> _What to work on_
Exact repetition, pictures omitted: give every record below again.
<<<<
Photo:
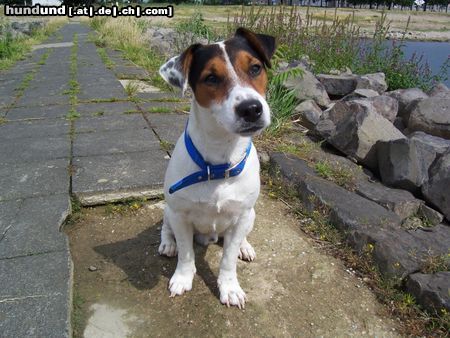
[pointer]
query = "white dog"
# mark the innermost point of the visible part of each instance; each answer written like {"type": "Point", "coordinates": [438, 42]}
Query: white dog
{"type": "Point", "coordinates": [212, 181]}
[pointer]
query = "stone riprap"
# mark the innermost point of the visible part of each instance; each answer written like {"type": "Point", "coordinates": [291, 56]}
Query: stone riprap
{"type": "Point", "coordinates": [100, 147]}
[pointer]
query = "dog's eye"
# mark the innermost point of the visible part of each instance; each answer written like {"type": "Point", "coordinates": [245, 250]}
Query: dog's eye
{"type": "Point", "coordinates": [212, 79]}
{"type": "Point", "coordinates": [255, 70]}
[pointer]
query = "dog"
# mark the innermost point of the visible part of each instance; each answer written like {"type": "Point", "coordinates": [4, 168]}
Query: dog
{"type": "Point", "coordinates": [212, 181]}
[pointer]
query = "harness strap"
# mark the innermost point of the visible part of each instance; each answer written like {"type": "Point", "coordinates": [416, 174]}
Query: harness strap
{"type": "Point", "coordinates": [208, 171]}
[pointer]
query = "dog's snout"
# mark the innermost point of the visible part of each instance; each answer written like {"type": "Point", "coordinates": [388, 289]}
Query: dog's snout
{"type": "Point", "coordinates": [249, 110]}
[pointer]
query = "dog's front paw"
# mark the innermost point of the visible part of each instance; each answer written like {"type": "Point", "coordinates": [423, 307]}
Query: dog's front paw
{"type": "Point", "coordinates": [168, 248]}
{"type": "Point", "coordinates": [231, 293]}
{"type": "Point", "coordinates": [180, 283]}
{"type": "Point", "coordinates": [246, 252]}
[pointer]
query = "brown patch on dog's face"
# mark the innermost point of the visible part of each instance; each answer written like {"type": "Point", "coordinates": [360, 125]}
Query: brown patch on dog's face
{"type": "Point", "coordinates": [213, 83]}
{"type": "Point", "coordinates": [250, 70]}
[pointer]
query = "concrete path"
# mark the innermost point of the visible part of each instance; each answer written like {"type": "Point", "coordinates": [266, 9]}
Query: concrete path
{"type": "Point", "coordinates": [67, 128]}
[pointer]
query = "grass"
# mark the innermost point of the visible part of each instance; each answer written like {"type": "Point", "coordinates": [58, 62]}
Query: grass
{"type": "Point", "coordinates": [14, 49]}
{"type": "Point", "coordinates": [436, 263]}
{"type": "Point", "coordinates": [105, 58]}
{"type": "Point", "coordinates": [131, 88]}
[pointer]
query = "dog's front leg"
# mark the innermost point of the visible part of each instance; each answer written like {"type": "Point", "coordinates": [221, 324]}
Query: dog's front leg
{"type": "Point", "coordinates": [181, 280]}
{"type": "Point", "coordinates": [231, 292]}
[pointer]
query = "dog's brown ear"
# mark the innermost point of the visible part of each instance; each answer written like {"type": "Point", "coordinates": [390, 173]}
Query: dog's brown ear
{"type": "Point", "coordinates": [175, 71]}
{"type": "Point", "coordinates": [263, 44]}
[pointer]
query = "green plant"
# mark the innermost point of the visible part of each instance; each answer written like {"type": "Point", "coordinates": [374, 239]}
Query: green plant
{"type": "Point", "coordinates": [131, 88]}
{"type": "Point", "coordinates": [281, 101]}
{"type": "Point", "coordinates": [105, 58]}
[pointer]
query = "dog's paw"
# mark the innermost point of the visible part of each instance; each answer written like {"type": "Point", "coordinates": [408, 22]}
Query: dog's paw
{"type": "Point", "coordinates": [231, 293]}
{"type": "Point", "coordinates": [180, 283]}
{"type": "Point", "coordinates": [246, 252]}
{"type": "Point", "coordinates": [168, 248]}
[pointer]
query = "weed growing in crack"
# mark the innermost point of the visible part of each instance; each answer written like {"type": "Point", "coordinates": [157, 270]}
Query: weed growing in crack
{"type": "Point", "coordinates": [105, 58]}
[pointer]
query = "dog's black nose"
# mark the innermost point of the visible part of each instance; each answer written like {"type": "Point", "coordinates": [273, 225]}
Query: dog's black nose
{"type": "Point", "coordinates": [249, 110]}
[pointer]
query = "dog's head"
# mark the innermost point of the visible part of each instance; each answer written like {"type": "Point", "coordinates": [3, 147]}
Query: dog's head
{"type": "Point", "coordinates": [228, 79]}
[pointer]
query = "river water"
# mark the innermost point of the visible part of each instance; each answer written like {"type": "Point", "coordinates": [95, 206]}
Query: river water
{"type": "Point", "coordinates": [434, 52]}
>>>>
> _Output for this exercise_
Photo:
[pointer]
query = "white dog"
# mark the innermost point of the visible part of each instance; each answer written like {"type": "Point", "coordinates": [438, 42]}
Query: white dog
{"type": "Point", "coordinates": [212, 181]}
[pointer]
query = "stone riprap"
# mark the innermost point of the visible part of each instance; each answer written like {"type": "Point", "coordinates": [291, 56]}
Query: stone riprap
{"type": "Point", "coordinates": [100, 147]}
[pointer]
query = "dog's eye"
# mark the innermost point of the visible part of each instance; each answer written like {"type": "Point", "coordinates": [245, 250]}
Query: dog's eye
{"type": "Point", "coordinates": [212, 79]}
{"type": "Point", "coordinates": [255, 70]}
[pointer]
query = "dog"
# mark the innermost point of the visible part of each instance; each answer written like {"type": "Point", "coordinates": [4, 168]}
Query: dog
{"type": "Point", "coordinates": [212, 181]}
[pointer]
query = "harness strap"
# mark the innermost point of the visible part of each instance; each answer written like {"type": "Point", "coordinates": [416, 174]}
Query: harness strap
{"type": "Point", "coordinates": [208, 171]}
[pointer]
query = "dog's snout"
# mark the innermost point of the visible part of each instance; each answer written like {"type": "Point", "coordinates": [388, 289]}
Query: dog's snout
{"type": "Point", "coordinates": [249, 110]}
[pointer]
query = "dog's front paw"
# mark the innermost point of the visible part of each instance; each answer written like {"type": "Point", "coordinates": [423, 307]}
Query: dog's front paw
{"type": "Point", "coordinates": [168, 248]}
{"type": "Point", "coordinates": [231, 293]}
{"type": "Point", "coordinates": [180, 283]}
{"type": "Point", "coordinates": [246, 252]}
[pointer]
query = "brown patch on dog's face"
# mark the innermost point of the visible part of each instance; each answer written like {"type": "Point", "coordinates": [360, 125]}
Query: brown patch on dog's face
{"type": "Point", "coordinates": [213, 83]}
{"type": "Point", "coordinates": [250, 70]}
[pointer]
query = "concrete path"
# mark the innermost point of the visible part of each instance; each answer written like {"type": "Point", "coordinates": [266, 9]}
Query: concrete path
{"type": "Point", "coordinates": [67, 128]}
[pointer]
query = "grass"
# mark the innermost point of the visible part of each instance; each answer written like {"type": "Point", "coordinates": [58, 62]}
Query: grass
{"type": "Point", "coordinates": [14, 49]}
{"type": "Point", "coordinates": [436, 263]}
{"type": "Point", "coordinates": [105, 58]}
{"type": "Point", "coordinates": [131, 88]}
[pointer]
query = "dog's front leg"
# mark the innermost point of the visible part of each instance; each answer written like {"type": "Point", "coordinates": [221, 324]}
Query: dog's front leg
{"type": "Point", "coordinates": [181, 280]}
{"type": "Point", "coordinates": [231, 292]}
[pointer]
query = "dog's brown ear"
# mark the innermost point of the visible part of each instance; each answer written like {"type": "Point", "coordinates": [390, 173]}
Query: dog's brown ear
{"type": "Point", "coordinates": [175, 71]}
{"type": "Point", "coordinates": [263, 44]}
[pointer]
query = "green plant"
# mark the innermost point of the visible part of each instance; each answer written like {"type": "Point", "coordinates": [374, 239]}
Query: green plant
{"type": "Point", "coordinates": [131, 88]}
{"type": "Point", "coordinates": [281, 101]}
{"type": "Point", "coordinates": [105, 58]}
[pointer]
query = "dog's paw"
# mark the innermost point of the visible part of each instance; each answer written like {"type": "Point", "coordinates": [408, 22]}
Query: dog's paw
{"type": "Point", "coordinates": [231, 293]}
{"type": "Point", "coordinates": [180, 283]}
{"type": "Point", "coordinates": [246, 252]}
{"type": "Point", "coordinates": [168, 248]}
[pointer]
query = "weed growing in crack"
# mark the innermost point of the visible part of each instance; each answer written like {"type": "Point", "coordinates": [157, 270]}
Query: weed growing in crack
{"type": "Point", "coordinates": [105, 58]}
[pointer]
query = "dog's black nose"
# mark the innermost point of the visible part of each instance; each answer written like {"type": "Point", "coordinates": [273, 225]}
Query: dog's black nose
{"type": "Point", "coordinates": [249, 110]}
[pointer]
query = "dog's head"
# mark the innermost point of the visible part of each instance; each answer written like {"type": "Point", "coordinates": [3, 147]}
Query: dog's head
{"type": "Point", "coordinates": [228, 79]}
[pointer]
query = "river water"
# mark the innermost point of the visible part of each instance; each answer written like {"type": "Point", "coordinates": [95, 206]}
Query: river water
{"type": "Point", "coordinates": [434, 52]}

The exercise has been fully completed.